Description of the task:
Return every entry exactly as written.

##############################

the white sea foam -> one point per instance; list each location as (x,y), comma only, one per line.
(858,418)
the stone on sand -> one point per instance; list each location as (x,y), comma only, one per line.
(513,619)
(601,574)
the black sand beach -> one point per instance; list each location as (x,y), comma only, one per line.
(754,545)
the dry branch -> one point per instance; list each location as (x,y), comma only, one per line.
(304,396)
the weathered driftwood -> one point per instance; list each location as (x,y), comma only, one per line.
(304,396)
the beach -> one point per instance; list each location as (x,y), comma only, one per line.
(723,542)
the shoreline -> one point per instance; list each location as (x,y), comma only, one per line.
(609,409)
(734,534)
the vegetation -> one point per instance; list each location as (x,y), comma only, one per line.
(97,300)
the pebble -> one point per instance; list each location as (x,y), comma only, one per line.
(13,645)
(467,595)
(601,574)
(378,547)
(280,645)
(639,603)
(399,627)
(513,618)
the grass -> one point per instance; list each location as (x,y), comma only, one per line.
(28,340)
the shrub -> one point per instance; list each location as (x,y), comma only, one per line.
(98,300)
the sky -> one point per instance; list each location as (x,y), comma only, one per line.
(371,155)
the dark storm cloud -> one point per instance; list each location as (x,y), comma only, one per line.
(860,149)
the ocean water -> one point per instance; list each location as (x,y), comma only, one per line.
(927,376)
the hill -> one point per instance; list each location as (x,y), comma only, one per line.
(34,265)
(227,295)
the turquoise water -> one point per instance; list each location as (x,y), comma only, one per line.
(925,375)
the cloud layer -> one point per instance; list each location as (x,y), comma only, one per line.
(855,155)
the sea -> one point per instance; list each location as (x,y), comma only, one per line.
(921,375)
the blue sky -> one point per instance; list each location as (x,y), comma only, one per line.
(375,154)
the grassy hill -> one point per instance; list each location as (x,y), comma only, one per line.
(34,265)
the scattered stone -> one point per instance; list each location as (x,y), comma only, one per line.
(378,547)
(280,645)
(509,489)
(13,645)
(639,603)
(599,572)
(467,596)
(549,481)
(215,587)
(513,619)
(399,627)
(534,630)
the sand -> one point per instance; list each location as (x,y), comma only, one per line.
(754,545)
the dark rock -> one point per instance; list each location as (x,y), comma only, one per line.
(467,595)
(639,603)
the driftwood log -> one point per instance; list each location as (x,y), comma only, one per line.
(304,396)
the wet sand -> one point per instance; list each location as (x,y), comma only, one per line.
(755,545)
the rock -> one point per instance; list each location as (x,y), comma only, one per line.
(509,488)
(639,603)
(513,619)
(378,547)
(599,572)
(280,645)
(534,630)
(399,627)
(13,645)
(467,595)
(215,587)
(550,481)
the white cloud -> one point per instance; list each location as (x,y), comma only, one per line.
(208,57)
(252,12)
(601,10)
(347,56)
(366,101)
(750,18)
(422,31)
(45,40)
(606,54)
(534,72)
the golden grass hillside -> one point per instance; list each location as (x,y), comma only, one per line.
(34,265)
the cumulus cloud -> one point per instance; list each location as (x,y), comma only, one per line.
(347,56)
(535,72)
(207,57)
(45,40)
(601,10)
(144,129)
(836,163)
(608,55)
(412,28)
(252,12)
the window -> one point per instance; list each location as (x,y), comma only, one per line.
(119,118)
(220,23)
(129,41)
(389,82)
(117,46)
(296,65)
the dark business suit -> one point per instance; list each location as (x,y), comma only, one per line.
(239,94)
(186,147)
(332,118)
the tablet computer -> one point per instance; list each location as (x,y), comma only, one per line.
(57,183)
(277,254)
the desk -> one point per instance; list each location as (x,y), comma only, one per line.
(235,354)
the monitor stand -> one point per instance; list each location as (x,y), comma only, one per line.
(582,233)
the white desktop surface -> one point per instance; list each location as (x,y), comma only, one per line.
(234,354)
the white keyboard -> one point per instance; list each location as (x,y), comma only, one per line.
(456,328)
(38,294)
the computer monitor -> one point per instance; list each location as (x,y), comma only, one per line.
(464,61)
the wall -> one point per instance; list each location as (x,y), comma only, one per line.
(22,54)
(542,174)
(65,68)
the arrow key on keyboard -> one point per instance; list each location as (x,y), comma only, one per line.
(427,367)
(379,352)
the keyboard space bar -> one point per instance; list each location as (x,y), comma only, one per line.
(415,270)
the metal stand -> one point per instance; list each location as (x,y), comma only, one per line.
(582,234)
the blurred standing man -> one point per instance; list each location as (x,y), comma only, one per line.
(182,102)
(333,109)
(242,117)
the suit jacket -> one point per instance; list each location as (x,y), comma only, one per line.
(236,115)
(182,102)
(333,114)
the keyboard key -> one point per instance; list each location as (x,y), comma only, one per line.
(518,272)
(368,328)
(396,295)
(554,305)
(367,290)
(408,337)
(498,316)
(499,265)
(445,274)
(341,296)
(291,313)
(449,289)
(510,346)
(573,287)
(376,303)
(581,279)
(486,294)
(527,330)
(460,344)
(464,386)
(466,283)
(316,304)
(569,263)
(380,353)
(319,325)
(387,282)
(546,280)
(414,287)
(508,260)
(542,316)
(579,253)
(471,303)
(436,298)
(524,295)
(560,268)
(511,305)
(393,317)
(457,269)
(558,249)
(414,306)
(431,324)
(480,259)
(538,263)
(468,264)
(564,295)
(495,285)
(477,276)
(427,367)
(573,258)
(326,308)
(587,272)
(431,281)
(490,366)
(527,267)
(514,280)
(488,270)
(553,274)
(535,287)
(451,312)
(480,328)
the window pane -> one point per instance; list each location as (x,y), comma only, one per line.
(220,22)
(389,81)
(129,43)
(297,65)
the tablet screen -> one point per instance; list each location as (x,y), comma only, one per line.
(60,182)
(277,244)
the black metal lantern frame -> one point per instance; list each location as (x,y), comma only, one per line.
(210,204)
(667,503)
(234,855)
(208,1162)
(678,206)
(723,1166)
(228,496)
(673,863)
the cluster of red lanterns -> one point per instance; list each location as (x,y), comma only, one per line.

##############################

Finished exercise:
the white sea foam -> one point per instance; list each location as (x,y), comma only, one per line.
(858,418)
the stone on sand -> one point per instance; list each location as (x,y), comma only, one per line.
(513,619)
(601,574)
the black sand beach -> one point per instance; list each location as (x,y), comma only, one per line.
(754,545)
the dry branch -> one point per instance; list each location as (x,y), comma only, one per line.
(304,396)
the weathered driftwood -> one point per instance; list each location as (x,y), comma only, one per line.
(304,396)
the beach -> one point per instance; list each location as (x,y), comma only, one per line.
(723,542)
the shoreline -> one point per instance; list each location as (x,y), comma only, one per line.
(609,409)
(734,534)
the vegetation -> one point per instance; list each location as (x,y), comma only, one per line.
(97,300)
the pebble -> one point per instance; list each location as (x,y), comma only, one per line.
(13,645)
(467,595)
(601,574)
(378,547)
(280,645)
(639,603)
(399,627)
(513,618)
the grass -> one point per instance; list each location as (x,y), comma only, one per line.
(28,340)
the shrub -> one point per instance; list each location as (x,y), comma only, one per line.
(98,300)
the sky -> one point per instance; list each location as (x,y), comma only, one per line.
(371,155)
the dark storm cloud -> one point per instance; list each location as (x,y), comma only, one per line.
(860,149)
the ocean water -> one point per instance; list each location as (x,y), comma only, one per line.
(927,376)
the hill -> one point per instance; list each location as (x,y), comma only, one per line.
(34,265)
(227,295)
the turquoise water -> one point per instance; list each location as (x,y), comma only, one per line.
(925,375)
the cloud layer -> one point per instance; list each location as (x,y), comma only, one per line.
(855,155)
the sea -> one point per instance; list each location as (x,y), comma only, one per line.
(921,375)
the blue sky -> one point per instance; list each location as (x,y), comma only, one per line.
(375,154)
the grassy hill -> one point per instance; list each location as (x,y), comma only, one per line.
(34,265)
the scattered stone -> one point per instance; list each location as (x,y), comma only, one per line.
(378,547)
(280,645)
(509,489)
(13,645)
(639,603)
(599,572)
(467,596)
(549,481)
(215,587)
(513,619)
(399,627)
(534,630)
the sand -> one point per instance; list each location as (x,y), comma only, one per line.
(754,545)
the dark rock -> one point per instance; list each location as (x,y), comma only, one per line.
(467,595)
(639,603)
the driftwood log -> one point per instance; list each location as (x,y), comma only, one per line.
(304,396)
the wet sand -> one point per instance; list each location as (x,y), comma only, one per line.
(755,545)
the rock -> one point per instance; list each location as (x,y), comma only, one per line.
(509,488)
(639,603)
(513,619)
(378,547)
(599,572)
(280,645)
(534,630)
(399,627)
(13,645)
(467,595)
(215,587)
(550,481)
the white cloud -> one point per instance; list each location as (x,y), comma only, one per line.
(208,57)
(252,12)
(601,10)
(347,56)
(366,101)
(750,18)
(422,31)
(45,40)
(606,54)
(534,72)
the golden grass hillside -> one point per instance; list each location as (x,y), comma only, one per line.
(34,265)
the cumulus cloud -> one point per instance; list each location as (x,y), comma only, one per line.
(347,56)
(535,72)
(207,57)
(45,40)
(601,10)
(144,129)
(836,163)
(608,55)
(412,28)
(252,12)
the window -> one point per instance; list each location as (x,y), comma only, one per line.
(119,118)
(220,23)
(129,41)
(389,82)
(117,46)
(296,65)
the dark business suit -> one point per instance; list each location as (x,y), comma only, one per line.
(239,94)
(186,147)
(332,118)
the tablet computer -> one point per instance; list each location as (x,y), comma only, one per line.
(57,183)
(277,254)
the desk -> one point per instance; list each location as (x,y), comma only, one per line.
(235,354)
the monitor stand -> one point per instance; list each location as (x,y), comma only, one per line.
(582,233)
the white desktop surface -> one point per instance; list each location as (x,y), comma only, one per line.
(234,354)
the white keyboard -> one point per instance; list each location as (x,y), comma only, one per line.
(456,328)
(38,294)
the computer monitor -> one point per instance; list each location as (x,y), comma only, one per line.
(464,61)
the wall -> one point per instance; list each location as (x,y), comma only, one per line.
(22,54)
(542,174)
(65,68)
the arrow key on keyboard -> one point per instance; list each location as (x,y), comma only, one per line.
(427,367)
(379,352)
the keyboard space bar -> one point per instance; list each location as (x,y), comma only, one per line.
(415,270)
the metal stand -> one point per instance; list each location as (x,y), comma only, one per line.
(582,234)
the blurred standing man -> one point per instance; list each location as (x,y), comma only, one per line.
(182,102)
(333,109)
(242,117)
the suit jacket -> one point per instance; list each location as (x,y), comma only, one per line.
(236,115)
(182,102)
(333,114)
the keyboard key -> one point per instance; list each location as (x,y), comma only, one per line.
(518,272)
(368,328)
(396,295)
(554,305)
(367,290)
(408,337)
(498,316)
(499,265)
(445,274)
(341,296)
(291,313)
(449,289)
(510,346)
(573,287)
(376,303)
(581,279)
(486,294)
(527,330)
(460,344)
(464,386)
(466,283)
(316,304)
(569,263)
(380,353)
(319,325)
(387,282)
(546,280)
(414,287)
(508,260)
(542,316)
(579,253)
(471,303)
(436,298)
(524,295)
(560,268)
(511,305)
(393,317)
(457,269)
(558,249)
(414,306)
(431,324)
(480,259)
(538,263)
(468,264)
(564,295)
(495,285)
(477,276)
(427,367)
(573,258)
(326,308)
(587,272)
(431,281)
(490,366)
(527,267)
(514,280)
(488,270)
(553,274)
(535,287)
(451,312)
(480,328)
the window pane -> one point per instance; list each location as (x,y), comma only, one per line.
(220,22)
(389,81)
(129,43)
(297,65)
the tablet screen -> one point per instance; list each location as (x,y), comma only, one per line.
(60,182)
(277,244)
the black metal lantern frame -> one point per instance; list each location as (x,y), comma only, one per line.
(210,204)
(667,503)
(234,855)
(208,1162)
(678,206)
(723,1166)
(228,496)
(673,863)
the cluster of red lanterns -> one point per instance; list each location as (x,y), comma only, one per line.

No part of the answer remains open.